* [WORK INSTRUCTIONS] Reproduce all the entries exactly and keep the pictures out.

* [RECORDS]
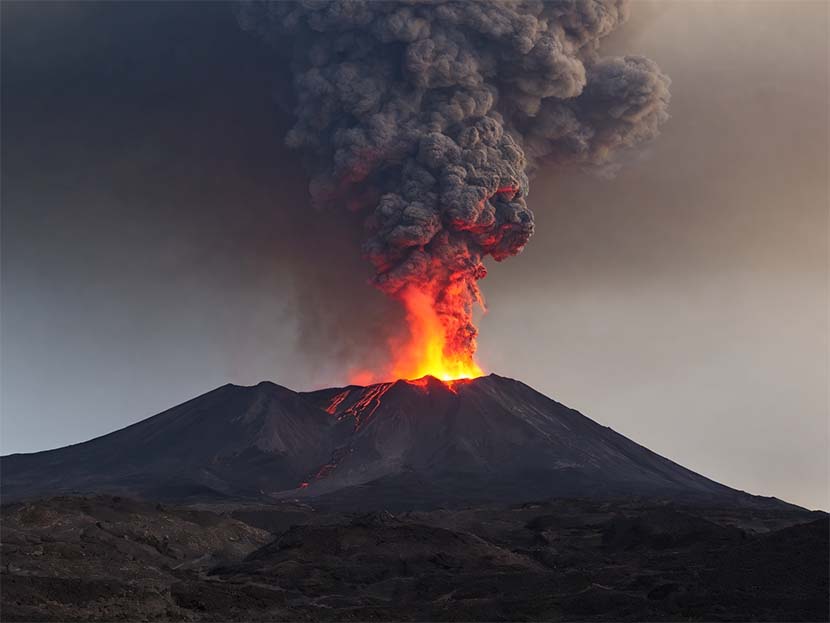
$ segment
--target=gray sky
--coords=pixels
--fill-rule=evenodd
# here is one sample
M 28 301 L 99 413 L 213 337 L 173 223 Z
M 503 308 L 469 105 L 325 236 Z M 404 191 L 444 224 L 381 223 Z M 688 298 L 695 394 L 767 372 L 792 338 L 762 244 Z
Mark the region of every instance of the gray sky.
M 539 173 L 537 233 L 490 263 L 479 340 L 489 371 L 825 509 L 827 10 L 635 3 L 605 51 L 660 64 L 672 119 L 614 179 Z M 2 11 L 4 454 L 378 356 L 396 310 L 357 223 L 310 217 L 284 83 L 226 7 Z

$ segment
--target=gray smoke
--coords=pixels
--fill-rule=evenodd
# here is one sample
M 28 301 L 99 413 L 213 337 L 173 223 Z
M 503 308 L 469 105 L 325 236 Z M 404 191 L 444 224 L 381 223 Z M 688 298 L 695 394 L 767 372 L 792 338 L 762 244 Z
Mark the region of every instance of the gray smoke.
M 622 0 L 252 1 L 237 16 L 288 57 L 286 142 L 314 202 L 366 210 L 375 284 L 428 292 L 470 357 L 483 258 L 533 233 L 528 173 L 607 170 L 668 118 L 655 63 L 598 54 Z

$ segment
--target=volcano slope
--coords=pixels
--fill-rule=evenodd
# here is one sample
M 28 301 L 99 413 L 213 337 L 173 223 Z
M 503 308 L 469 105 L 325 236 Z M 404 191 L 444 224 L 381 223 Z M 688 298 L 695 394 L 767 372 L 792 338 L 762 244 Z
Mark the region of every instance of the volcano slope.
M 780 505 L 665 459 L 491 374 L 296 393 L 226 385 L 122 430 L 0 460 L 4 500 L 313 500 L 415 510 L 550 497 Z
M 4 621 L 828 619 L 826 514 L 496 375 L 227 385 L 0 468 Z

* [COMPLETED TASK]
$ segment
--target=gray sky
--coords=pixels
--fill-rule=evenodd
# here is one sample
M 28 301 L 99 413 L 213 337 L 173 223 Z
M 503 308 L 469 105 L 325 236 Z M 404 191 L 444 224 L 381 223 Z M 688 298 L 695 394 L 767 372 L 792 338 L 762 244 Z
Mark the region of every instance of the gray sky.
M 539 173 L 537 233 L 490 263 L 479 340 L 489 371 L 825 509 L 827 10 L 635 3 L 605 51 L 660 64 L 672 119 L 614 179 Z M 2 11 L 4 454 L 378 356 L 396 310 L 357 223 L 310 217 L 284 83 L 226 7 Z

$ segment
--target=gray smoke
--coords=pixels
--fill-rule=evenodd
# here is one sample
M 28 301 L 99 413 L 213 337 L 173 223 Z
M 503 308 L 469 105 L 325 236 Z M 404 191 L 444 224 L 381 223 Z M 688 298 L 695 394 L 767 372 L 792 338 L 762 244 Z
Mark the region of every instance of the gray smoke.
M 622 0 L 252 1 L 237 16 L 288 57 L 286 142 L 314 202 L 366 210 L 375 284 L 428 292 L 470 357 L 483 258 L 533 233 L 528 173 L 607 170 L 668 118 L 655 63 L 598 54 Z

$ segment
--target=volcano slope
--coords=pixels
--fill-rule=evenodd
# here is one sample
M 28 301 L 99 413 L 213 337 L 173 223 Z
M 503 308 L 469 105 L 325 236 Z M 404 191 L 444 224 L 381 223 Z M 688 298 L 695 394 L 767 372 L 792 338 L 762 244 Z
Mark the region of every instance of the volcano slope.
M 780 505 L 665 459 L 491 374 L 296 393 L 226 385 L 122 430 L 0 460 L 4 500 L 313 500 L 415 510 L 550 497 Z
M 4 621 L 828 619 L 826 514 L 496 375 L 227 385 L 0 468 Z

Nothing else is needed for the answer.